Report each line of the data that has "order" somewhere in it.
[[ PROVIDED ENTRIES open ]]
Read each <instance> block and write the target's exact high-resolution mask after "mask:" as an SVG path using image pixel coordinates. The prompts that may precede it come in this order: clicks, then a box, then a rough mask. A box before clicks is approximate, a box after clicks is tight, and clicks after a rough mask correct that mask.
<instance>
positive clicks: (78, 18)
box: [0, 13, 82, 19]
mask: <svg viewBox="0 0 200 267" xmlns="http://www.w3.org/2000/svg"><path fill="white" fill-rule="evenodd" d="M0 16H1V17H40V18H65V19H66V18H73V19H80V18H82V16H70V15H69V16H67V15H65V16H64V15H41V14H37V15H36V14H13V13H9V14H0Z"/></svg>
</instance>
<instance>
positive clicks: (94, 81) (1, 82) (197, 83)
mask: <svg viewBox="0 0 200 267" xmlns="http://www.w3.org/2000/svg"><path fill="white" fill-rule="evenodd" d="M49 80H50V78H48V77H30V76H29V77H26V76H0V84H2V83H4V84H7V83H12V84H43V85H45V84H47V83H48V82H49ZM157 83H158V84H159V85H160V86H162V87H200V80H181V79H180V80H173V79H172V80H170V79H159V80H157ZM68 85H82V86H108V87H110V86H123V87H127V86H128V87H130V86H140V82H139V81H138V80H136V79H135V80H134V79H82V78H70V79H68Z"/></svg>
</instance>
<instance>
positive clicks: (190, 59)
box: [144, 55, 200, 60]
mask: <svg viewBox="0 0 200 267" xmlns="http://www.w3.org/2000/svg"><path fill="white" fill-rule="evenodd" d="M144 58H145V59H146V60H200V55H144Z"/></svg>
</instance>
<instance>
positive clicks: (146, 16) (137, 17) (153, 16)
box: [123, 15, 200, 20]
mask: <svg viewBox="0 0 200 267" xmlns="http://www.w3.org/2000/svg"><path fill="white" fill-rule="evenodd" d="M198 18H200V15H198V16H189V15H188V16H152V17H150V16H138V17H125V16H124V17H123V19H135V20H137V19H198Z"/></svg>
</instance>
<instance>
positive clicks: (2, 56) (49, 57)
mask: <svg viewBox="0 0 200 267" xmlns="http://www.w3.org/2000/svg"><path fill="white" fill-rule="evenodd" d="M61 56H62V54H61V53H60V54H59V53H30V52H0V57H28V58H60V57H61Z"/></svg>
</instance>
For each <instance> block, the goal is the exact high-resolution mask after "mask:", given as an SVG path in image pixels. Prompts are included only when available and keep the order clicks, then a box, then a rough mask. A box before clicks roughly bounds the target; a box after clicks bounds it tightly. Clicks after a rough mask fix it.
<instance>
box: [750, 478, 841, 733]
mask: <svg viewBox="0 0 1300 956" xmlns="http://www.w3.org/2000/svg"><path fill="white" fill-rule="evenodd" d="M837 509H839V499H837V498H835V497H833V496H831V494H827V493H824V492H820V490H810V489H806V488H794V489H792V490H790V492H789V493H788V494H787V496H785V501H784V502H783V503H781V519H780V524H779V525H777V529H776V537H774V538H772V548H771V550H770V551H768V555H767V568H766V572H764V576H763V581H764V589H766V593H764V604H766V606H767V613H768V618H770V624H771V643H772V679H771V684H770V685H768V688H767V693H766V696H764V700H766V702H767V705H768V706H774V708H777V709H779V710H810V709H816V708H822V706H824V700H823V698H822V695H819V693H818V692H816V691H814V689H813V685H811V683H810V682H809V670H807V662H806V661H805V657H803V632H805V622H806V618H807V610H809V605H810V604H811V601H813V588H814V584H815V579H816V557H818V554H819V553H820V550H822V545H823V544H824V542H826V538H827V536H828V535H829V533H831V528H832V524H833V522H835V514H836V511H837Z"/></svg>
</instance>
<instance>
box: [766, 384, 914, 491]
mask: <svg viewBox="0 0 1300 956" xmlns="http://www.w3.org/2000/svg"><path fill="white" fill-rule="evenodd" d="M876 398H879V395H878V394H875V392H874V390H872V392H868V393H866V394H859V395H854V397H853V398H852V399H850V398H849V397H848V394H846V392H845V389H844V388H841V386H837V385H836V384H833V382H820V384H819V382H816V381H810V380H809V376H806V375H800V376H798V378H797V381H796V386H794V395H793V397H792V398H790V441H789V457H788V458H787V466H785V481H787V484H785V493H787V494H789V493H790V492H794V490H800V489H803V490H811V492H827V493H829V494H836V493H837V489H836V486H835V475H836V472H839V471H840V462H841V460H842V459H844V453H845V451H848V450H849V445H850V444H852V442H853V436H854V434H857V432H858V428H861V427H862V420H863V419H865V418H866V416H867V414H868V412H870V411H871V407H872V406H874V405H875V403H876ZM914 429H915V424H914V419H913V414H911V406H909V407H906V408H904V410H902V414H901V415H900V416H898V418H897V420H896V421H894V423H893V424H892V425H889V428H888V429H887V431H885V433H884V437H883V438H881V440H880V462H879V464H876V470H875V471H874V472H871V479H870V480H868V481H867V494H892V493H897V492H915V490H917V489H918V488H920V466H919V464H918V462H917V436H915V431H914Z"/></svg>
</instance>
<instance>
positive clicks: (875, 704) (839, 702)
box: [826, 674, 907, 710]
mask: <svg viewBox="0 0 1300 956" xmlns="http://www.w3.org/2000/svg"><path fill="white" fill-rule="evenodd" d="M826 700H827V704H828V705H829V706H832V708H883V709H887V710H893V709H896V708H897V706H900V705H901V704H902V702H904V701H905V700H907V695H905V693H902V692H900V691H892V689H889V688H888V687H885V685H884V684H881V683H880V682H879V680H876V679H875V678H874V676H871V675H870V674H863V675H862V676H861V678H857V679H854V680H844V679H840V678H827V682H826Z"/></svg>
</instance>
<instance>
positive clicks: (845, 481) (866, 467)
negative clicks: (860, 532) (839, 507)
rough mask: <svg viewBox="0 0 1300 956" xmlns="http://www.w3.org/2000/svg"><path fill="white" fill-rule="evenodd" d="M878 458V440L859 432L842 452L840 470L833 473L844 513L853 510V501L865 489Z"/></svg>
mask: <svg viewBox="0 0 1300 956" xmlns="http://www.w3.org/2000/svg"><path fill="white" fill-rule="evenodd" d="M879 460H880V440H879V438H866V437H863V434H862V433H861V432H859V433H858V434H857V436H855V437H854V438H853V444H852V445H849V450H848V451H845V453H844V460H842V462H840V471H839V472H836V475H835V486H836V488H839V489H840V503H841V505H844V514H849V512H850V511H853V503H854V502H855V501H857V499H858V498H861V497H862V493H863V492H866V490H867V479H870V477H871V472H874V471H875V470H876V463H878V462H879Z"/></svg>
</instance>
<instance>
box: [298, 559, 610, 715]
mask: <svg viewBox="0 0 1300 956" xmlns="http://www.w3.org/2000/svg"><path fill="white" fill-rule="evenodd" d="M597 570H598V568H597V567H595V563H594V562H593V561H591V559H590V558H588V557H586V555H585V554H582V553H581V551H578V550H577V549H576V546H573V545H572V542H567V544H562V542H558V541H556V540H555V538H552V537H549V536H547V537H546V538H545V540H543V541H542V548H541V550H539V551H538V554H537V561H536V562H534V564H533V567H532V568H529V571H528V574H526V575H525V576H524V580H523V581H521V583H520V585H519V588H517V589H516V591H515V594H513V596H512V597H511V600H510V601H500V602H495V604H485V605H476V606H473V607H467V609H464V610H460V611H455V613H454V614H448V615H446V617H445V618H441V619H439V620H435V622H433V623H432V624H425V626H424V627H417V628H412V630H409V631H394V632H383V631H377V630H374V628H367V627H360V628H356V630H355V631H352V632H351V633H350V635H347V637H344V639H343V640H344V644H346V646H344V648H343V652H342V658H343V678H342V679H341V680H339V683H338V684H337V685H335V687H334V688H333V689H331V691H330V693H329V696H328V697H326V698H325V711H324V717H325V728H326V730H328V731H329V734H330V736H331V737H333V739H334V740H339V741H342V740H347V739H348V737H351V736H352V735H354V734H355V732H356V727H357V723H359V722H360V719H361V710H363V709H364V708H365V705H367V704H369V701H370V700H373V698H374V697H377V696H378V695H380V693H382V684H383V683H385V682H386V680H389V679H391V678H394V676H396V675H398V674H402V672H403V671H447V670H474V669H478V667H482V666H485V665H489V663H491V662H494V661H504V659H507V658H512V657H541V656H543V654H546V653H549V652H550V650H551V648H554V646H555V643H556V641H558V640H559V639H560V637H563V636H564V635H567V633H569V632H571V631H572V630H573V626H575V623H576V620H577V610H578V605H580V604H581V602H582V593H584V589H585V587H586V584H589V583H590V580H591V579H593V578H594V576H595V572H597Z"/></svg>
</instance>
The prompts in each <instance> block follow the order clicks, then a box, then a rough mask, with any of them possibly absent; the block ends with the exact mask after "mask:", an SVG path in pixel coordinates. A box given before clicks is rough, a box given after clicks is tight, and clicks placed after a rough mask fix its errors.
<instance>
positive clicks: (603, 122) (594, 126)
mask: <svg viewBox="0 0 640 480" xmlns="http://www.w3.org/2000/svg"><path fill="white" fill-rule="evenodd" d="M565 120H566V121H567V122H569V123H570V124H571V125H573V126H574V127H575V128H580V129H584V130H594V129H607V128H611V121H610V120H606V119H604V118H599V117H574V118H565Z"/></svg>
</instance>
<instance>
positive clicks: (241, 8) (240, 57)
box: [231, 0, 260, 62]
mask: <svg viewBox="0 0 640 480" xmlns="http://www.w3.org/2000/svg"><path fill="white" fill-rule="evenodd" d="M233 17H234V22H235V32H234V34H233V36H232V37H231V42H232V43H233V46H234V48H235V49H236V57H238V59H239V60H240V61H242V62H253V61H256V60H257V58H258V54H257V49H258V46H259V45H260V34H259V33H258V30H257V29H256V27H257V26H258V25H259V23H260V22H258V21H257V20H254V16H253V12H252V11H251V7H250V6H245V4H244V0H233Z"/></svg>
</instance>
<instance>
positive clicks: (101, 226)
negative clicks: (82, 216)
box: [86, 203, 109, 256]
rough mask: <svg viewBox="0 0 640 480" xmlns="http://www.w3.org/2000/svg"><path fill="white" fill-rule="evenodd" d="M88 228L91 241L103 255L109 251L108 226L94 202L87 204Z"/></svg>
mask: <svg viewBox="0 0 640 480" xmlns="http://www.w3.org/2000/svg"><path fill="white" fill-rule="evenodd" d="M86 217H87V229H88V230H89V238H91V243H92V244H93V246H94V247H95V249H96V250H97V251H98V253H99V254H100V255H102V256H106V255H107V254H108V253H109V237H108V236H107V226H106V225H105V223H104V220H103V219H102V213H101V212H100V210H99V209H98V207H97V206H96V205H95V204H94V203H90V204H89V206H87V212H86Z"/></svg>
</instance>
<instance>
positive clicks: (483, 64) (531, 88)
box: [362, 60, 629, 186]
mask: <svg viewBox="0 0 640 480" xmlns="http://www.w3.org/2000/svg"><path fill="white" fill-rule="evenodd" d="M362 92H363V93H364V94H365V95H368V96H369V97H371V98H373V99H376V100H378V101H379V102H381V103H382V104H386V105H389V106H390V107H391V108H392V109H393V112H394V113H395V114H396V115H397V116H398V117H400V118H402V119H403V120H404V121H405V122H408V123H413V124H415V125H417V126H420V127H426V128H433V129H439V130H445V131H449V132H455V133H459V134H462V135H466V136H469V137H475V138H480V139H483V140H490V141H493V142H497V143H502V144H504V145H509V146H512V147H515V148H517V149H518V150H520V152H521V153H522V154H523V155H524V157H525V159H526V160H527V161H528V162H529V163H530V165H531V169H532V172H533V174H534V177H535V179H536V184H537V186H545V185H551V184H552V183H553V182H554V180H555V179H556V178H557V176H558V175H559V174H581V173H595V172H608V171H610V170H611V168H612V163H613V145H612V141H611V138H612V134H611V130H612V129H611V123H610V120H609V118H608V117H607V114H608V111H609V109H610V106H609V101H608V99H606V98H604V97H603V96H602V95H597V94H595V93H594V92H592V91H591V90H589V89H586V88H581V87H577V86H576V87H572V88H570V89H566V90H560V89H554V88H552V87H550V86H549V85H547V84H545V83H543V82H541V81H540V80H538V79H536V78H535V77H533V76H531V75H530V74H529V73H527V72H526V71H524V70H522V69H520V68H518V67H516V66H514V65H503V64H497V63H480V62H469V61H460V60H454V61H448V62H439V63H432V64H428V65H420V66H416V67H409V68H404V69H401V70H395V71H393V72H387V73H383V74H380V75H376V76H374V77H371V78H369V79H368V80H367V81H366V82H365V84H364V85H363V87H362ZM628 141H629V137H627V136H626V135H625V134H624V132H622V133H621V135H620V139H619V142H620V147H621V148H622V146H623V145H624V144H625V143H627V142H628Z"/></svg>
[[ PROVIDED ENTRIES closed ]]
RESPONSE:
Read each <instance> block and write the target's exact high-resolution mask after "mask:" as an SVG path using image pixel coordinates. The prompts that may precede it come in this order: clicks, then a box, then a rough mask. A box before clicks is approximate, a box after clicks is tight, and clicks after a rough mask correct that mask.
For each <instance> block, the goal is the exact high-resolution mask after "mask:", given as an SVG path in image pixels. Prompts are included only when available and keep the order clicks, then a box, then a rough mask. A box before clicks roughly bounds the target; a box after clicks bounds it tightly. Clicks after a rough mask fix it.
The prompts in each <instance> block follow the order clicks, then a box, then a rough mask, with any of them possibly absent; the block ends with the exact mask after "mask:", an SVG path in pixel coordinates. A box given before clicks is rough, a box given after clicks is tight, and clicks placed after a rough mask fix its errors.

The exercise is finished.